» THE DATA
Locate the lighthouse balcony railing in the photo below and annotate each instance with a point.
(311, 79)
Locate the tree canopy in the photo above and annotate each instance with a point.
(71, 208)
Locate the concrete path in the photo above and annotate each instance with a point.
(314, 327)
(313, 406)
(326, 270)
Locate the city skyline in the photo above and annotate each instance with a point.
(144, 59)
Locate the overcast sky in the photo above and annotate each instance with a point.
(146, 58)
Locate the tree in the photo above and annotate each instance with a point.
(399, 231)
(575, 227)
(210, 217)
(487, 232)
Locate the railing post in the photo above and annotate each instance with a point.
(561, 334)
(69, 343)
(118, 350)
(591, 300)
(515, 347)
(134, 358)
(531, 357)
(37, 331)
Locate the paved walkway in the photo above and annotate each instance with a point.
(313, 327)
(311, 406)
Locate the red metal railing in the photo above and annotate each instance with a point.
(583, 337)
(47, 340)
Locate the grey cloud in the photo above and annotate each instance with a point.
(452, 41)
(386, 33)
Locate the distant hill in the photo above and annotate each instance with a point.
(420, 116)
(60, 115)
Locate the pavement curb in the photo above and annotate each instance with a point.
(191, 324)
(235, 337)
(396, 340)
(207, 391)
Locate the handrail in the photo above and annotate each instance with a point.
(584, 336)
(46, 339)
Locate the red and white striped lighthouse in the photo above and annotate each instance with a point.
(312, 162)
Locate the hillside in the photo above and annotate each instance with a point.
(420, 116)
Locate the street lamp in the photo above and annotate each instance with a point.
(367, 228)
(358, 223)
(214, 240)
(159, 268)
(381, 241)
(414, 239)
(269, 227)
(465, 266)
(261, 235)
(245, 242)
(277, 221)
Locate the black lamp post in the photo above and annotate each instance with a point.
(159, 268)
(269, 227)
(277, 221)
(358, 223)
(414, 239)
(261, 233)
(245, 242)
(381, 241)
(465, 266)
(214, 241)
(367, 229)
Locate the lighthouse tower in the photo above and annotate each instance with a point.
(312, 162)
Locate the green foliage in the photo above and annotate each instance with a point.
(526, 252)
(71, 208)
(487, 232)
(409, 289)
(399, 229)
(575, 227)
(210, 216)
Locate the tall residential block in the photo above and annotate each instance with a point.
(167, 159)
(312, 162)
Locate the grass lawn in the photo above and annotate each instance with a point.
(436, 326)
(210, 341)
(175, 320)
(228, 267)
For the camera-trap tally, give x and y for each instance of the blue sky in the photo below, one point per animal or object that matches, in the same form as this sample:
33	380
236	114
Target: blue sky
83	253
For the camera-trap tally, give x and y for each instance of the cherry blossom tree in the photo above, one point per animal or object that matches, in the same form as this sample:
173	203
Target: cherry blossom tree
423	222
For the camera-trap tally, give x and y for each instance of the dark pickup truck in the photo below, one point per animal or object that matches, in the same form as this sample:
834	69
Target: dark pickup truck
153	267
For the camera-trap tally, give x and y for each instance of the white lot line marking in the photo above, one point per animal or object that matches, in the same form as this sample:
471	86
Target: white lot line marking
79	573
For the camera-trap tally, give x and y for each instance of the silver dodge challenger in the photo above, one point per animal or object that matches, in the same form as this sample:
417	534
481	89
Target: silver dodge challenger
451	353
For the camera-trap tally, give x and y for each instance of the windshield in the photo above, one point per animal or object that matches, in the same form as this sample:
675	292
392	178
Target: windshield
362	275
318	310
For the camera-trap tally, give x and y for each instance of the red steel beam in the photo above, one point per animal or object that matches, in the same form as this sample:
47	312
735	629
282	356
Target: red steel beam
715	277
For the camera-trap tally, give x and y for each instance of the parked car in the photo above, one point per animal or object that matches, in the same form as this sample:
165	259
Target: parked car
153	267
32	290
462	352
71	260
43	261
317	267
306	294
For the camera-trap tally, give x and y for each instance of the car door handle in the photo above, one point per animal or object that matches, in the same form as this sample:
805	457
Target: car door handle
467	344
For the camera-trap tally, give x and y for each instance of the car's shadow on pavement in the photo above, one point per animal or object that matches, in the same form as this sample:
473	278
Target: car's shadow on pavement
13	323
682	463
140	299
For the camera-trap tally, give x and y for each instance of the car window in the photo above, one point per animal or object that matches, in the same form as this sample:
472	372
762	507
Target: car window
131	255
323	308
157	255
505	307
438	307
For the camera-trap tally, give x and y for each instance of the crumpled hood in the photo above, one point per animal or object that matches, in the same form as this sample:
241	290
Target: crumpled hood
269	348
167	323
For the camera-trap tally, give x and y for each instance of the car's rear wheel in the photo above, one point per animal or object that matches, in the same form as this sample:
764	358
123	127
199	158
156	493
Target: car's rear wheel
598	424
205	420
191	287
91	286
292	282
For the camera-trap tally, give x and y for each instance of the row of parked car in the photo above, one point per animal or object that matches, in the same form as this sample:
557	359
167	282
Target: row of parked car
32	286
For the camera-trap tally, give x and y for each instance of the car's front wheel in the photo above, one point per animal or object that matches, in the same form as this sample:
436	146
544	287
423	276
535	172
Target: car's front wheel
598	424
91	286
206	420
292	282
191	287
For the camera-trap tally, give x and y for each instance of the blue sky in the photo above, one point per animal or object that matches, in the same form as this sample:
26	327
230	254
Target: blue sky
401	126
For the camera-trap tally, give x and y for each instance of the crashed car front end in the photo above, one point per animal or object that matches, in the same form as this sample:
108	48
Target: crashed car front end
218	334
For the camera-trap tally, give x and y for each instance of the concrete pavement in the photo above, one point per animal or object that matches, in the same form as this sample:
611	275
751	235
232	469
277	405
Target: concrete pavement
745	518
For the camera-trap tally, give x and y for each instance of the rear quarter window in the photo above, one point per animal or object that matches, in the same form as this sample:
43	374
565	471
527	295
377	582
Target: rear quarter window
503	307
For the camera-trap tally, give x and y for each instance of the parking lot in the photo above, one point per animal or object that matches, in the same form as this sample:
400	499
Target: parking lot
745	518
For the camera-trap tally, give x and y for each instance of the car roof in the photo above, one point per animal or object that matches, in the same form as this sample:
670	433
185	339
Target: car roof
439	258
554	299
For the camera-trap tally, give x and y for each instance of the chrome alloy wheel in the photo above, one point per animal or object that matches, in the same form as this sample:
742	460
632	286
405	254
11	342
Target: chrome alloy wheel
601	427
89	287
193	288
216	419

» BRIEF
Every record should be repeated exactly; please leave none out.

» REPLY TO THE EXERCISE
Locate the lighthouse balcony railing in the photo below and annotate each instance with a point.
(311, 79)
Locate the tree canopy in the photo above and annotate each instance with a point.
(71, 208)
Locate the concrete path in the photo above and annotate each instance with a point.
(314, 327)
(313, 406)
(326, 270)
Locate the city skyline in the photo above and annotate each instance with a point.
(144, 59)
Locate the overcast sky in the photo above and annotate each instance with a point.
(146, 58)
Locate the tree in the photo above and annotate each instance with a point.
(399, 231)
(575, 227)
(210, 217)
(487, 232)
Locate the railing post in the photo above and annotate each instance with a point.
(561, 334)
(69, 343)
(118, 350)
(591, 300)
(515, 347)
(134, 358)
(531, 357)
(37, 331)
Locate the paved walkway in the photo above and annotate each instance with a point.
(313, 327)
(311, 406)
Locate the red metal railing in the photo above and annotate each instance with a point.
(583, 337)
(47, 340)
Locate the grey cloud in the photo above and annotate each instance with a point.
(452, 41)
(386, 33)
Locate the distant hill in the photo above and annotate each instance with a point.
(420, 116)
(60, 115)
Locate the pavement curb in the photo above and annotate each instance with a point.
(191, 324)
(235, 337)
(396, 340)
(207, 391)
Locate the handrail in the photo above and annotate each instance with a point.
(584, 336)
(46, 339)
Locate the red and white striped lighthouse in the photo above and annotate each instance with a point.
(312, 162)
Locate the hillside in the photo above and annotate each instance with a point.
(420, 116)
Locate the street lamp in the photo above and annotate each instance with a point.
(367, 228)
(358, 223)
(214, 240)
(159, 268)
(381, 241)
(414, 239)
(269, 227)
(465, 266)
(261, 235)
(245, 242)
(277, 221)
Locate the black lamp post in the photo above and annotate each instance with a point.
(159, 268)
(269, 227)
(277, 221)
(358, 223)
(414, 239)
(261, 233)
(245, 242)
(381, 241)
(465, 266)
(214, 241)
(367, 229)
Locate the lighthouse tower in the photo above and annotate each instance with a point.
(312, 162)
Locate the green foliage in the photo above and annotate each instance with a point.
(526, 252)
(71, 208)
(487, 232)
(409, 289)
(399, 229)
(575, 227)
(210, 216)
Locate the tall residential block in the photo above and annotate each instance with a point.
(167, 159)
(312, 162)
Locate the grass lawn in the photo above and annotate each instance with a point.
(436, 326)
(210, 341)
(175, 320)
(228, 267)
For the camera-trap tally, give x and y for each instance of the blue sky in the photo below, one point per animal or object that matches, in the same form as this sample:
33	380
236	114
Target: blue sky
83	253
For the camera-trap tally, give x and y for each instance of the cherry blossom tree in the photo above, one point per animal or object that matches, in the same form as this sample:
173	203
Target: cherry blossom tree
423	222
For the camera-trap tally, give x and y for each instance of the dark pickup truck in the photo below, one point per animal or object that matches, in the same form as this sample:
834	69
Target: dark pickup truck
153	267
For the camera-trap tally, give x and y for each instance of the white lot line marking in the photo above, one point per animal or object that matches, in the same form as this sample:
471	86
Target: white lot line marking
79	573
For the camera-trap tally, give x and y for each instance of the silver dodge challenger in the photo above, one point per animal or object that matches, in the same form as this sample:
417	534
481	89
Target: silver dodge challenger
451	353
For the camera-trap tally, give x and y for each instance of the windshield in the photo above, one point per animal or object that matches, in the same form as this sample:
675	292
392	178
Target: windshield
362	275
318	310
For the camera-trap tally, give x and y for each instance of the red steel beam in the photo above, one point per animal or object that matches, in the same form as this sample:
47	312
735	629
282	356
Target: red steel beam
715	277
For the camera-trap tally, give x and y for each instance of the parked car in the photo above, one point per animal or object that matches, in the same form as this sample:
165	259
Target: parked car
153	267
32	290
462	352
71	260
43	261
317	267
306	294
For the camera-trap tally, give x and y for each instance of the car door handle in the photo above, one point per animal or object that matches, in the same form as this sample:
805	457
Target: car door handle
467	344
For the camera-trap tally, give x and y for each instance of the car's shadow on pavement in the photo above, one point per animal or object that matches, in the same form as this sample:
473	278
Target: car's shadow on pavement
13	323
682	463
140	299
For the camera-trap tally, give x and y for each instance of the car window in the photo above, one point per animal or object that matches, in the same form as this sample:
472	372
762	507
Target: car window
131	255
323	308
157	255
505	307
438	307
For the camera-trap tally, give x and y for each instance of the crumpled hood in the photo above, one point per animal or object that matches, in the same form as this sample:
241	290
Target: crumpled hood
269	348
167	323
For the camera-trap tally, give x and y for each instance of the car's rear wheel in the photo above, one point per animal or object that matches, in the same form as this sample:
764	358
123	127
199	158
156	493
Target: car's rear wheel
598	424
205	420
191	287
91	286
292	282
For the camera-trap tally, give x and y for each instance of the row of parked car in the photo above, one point per animal or object that matches, in the same form as this sample:
557	359
167	282
Target: row of parked car
32	286
For the camera-trap tally, give x and y for each instance of the car's front wheel in the photo above, one point per animal or object that matches, in the same form as this sample:
436	146
544	287
423	276
535	172
Target: car's front wheel
598	424
91	286
206	420
292	282
191	287
For the camera-trap tally, give x and y for each instance of the blue sky in the photo above, one point per animal or object that matches, in the same form as this sample:
26	327
230	254
Target: blue sky
401	126
For the camera-trap tally, give x and y for each instance of the crashed car front end in the photo above, one point per animal or object that matches, in the same form as this sample:
108	48
Target: crashed car front end
218	334
For the camera-trap tally, give x and y for each instance of the concrete pavement in the photo above, one point per animal or object that matches, in the same form as this sample:
611	275
751	235
232	469
277	405
Target: concrete pavement
745	518
For the camera-trap tally, give x and y for each instance of the rear quarter window in the photo above, one point per animal or object that matches, in the same form as this sample:
43	374
565	471
527	295
377	582
Target: rear quarter window
503	307
For the camera-trap tally, give x and y for each instance of the parking lot in the photo above, one point per animal or object that matches, in the same form as this sample:
400	499
Target: parking lot
745	518
For the camera-trap tally, give x and y for each instance of the car roof in the photo above, one point per animal or object that matches, in the same form as this sample:
670	433
185	339
Target: car roof
439	258
554	299
For the camera-trap tally, give x and y for each instance of the chrome alloy wheel in the photo above, one point per animal or object that matches, in the same form as this sample:
742	460
632	286
405	254
11	342
Target: chrome alloy wheel
601	427
89	287
193	288
216	419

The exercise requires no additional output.